Task data:
»»

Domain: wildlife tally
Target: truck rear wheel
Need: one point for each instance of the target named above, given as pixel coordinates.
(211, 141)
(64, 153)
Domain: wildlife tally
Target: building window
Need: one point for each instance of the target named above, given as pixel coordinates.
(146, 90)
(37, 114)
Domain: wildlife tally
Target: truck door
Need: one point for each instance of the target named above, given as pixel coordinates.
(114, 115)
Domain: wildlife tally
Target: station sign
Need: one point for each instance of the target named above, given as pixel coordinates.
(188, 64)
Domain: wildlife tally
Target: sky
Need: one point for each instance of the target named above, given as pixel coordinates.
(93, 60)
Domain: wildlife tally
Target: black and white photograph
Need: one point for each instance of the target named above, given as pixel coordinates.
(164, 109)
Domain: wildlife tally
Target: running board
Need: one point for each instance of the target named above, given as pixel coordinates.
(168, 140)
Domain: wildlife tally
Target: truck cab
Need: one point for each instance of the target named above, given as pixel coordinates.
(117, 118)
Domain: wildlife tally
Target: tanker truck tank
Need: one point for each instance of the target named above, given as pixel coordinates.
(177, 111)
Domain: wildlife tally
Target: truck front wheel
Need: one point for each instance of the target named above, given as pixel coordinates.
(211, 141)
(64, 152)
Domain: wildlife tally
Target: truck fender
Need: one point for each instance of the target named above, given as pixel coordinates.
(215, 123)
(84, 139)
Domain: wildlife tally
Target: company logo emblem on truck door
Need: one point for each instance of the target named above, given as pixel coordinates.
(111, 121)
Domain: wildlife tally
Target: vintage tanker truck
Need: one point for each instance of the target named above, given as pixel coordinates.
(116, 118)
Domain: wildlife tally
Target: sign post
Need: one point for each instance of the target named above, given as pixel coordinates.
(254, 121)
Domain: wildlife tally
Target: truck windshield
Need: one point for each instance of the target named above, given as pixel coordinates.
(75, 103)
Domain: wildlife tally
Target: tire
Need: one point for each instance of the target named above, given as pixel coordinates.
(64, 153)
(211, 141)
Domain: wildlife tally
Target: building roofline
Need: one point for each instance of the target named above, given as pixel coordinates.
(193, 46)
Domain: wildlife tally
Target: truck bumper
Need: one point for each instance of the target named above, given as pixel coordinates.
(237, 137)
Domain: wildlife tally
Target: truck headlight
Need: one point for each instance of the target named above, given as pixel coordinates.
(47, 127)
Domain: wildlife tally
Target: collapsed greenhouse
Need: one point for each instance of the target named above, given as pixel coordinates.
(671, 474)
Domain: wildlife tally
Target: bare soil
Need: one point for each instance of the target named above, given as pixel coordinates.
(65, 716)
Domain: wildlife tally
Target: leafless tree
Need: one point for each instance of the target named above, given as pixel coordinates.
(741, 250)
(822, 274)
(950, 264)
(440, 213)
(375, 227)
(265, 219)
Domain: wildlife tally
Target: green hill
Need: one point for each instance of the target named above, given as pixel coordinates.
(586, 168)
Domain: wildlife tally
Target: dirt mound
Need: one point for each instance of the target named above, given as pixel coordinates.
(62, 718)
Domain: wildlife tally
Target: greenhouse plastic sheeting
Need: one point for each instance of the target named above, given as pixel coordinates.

««

Stated goal: Output all records verbatim.

Solution:
Domain: wildlife tally
Target: truck rear wheel
Need: one point for each instance of the target named above, given as pixel coordinates.
(211, 141)
(64, 153)
Domain: wildlife tally
Target: building window
Need: one point for each instance of the target named above, given as pixel coordinates.
(146, 90)
(37, 114)
Domain: wildlife tally
Target: truck door
Need: one point for each instance of the target named above, given as pixel coordinates.
(114, 115)
Domain: wildlife tally
Target: station sign
Need: one point for each instance of the target named above, given as pixel coordinates.
(188, 64)
Domain: wildlife tally
Target: sky
Need: one point for each instance of the target named above, given as pixel coordinates.
(93, 60)
Domain: wildlife tally
Target: black and white photograph
Need: one point for each instance of the target named above, given as pixel coordinates.
(164, 109)
Domain: wildlife tally
Target: running board
Need: one point for each instance of the target named above, given as pixel coordinates.
(168, 140)
Domain: wildlife tally
Target: truck cab
Need: one point for each instance of the target named above, given as pixel coordinates.
(117, 118)
Domain: wildlife tally
Target: tanker truck tank
Need: one point for each instance of the target named above, given as pixel coordinates.
(177, 111)
Domain: wildlife tally
Target: truck front wheel
Need: one point for each instance of the target named above, given as pixel coordinates.
(211, 141)
(64, 152)
Domain: wildlife tally
Target: truck fender
Need: one point for each instance of the target named above, given as pixel coordinates.
(215, 123)
(84, 139)
Domain: wildlife tally
Target: company logo emblem on truck door
Need: one point for each instance of the target named above, given as pixel coordinates.
(111, 121)
Domain: wildlife tally
Target: vintage tanker truck
Need: one point for each instance of the target named above, given as pixel coordinates.
(116, 118)
Domain: wildlife tally
Target: sign post
Need: one point for each instance of the target named above, given as pixel coordinates.
(254, 121)
Domain: wildlife tally
Target: truck windshield
Need: one point for each instance of the target named above, given as pixel coordinates.
(75, 103)
Domain: wildlife tally
Target: tire
Need: one point for each instance of the target named above, given as pixel coordinates.
(64, 153)
(211, 141)
Domain: wildlife tally
Target: building roofline
Need: one point for each instance of the target named above, given as pixel coordinates.
(193, 46)
Domain: wildlife tally
Target: truck bumper
Need: one point for each instance of the target named above, given as pixel coordinates.
(237, 137)
Domain: wildlife tally
Target: truck headlight
Need: one point for each instance of the target named above, given as pixel coordinates.
(47, 127)
Domain: wildlife tally
Target: collapsed greenhouse
Need: one point for each instance of the target named above, given as pixel coordinates.
(671, 474)
Domain: wildlife tally
Target: bare soil
Need: one point for each instance of the target named above, given as pixel coordinates.
(65, 716)
Domain: wildlife tally
Target: leafless tree
Need: one point for each instance of the target named above, given as pixel coordinates.
(741, 250)
(822, 274)
(950, 264)
(440, 213)
(375, 227)
(265, 219)
Domain: wildlife tally
Target: green hill
Need: one point for each instance of the target named above, given as pixel coordinates.
(586, 168)
Domain: wildlife tally
Target: dirt mound
Need: one point for each instance of the target named above, given as pixel coordinates.
(62, 718)
Domain: wildlife tally
Target: greenhouse plastic sheeting
Need: one point for each instance of the target named above, given as pixel coordinates.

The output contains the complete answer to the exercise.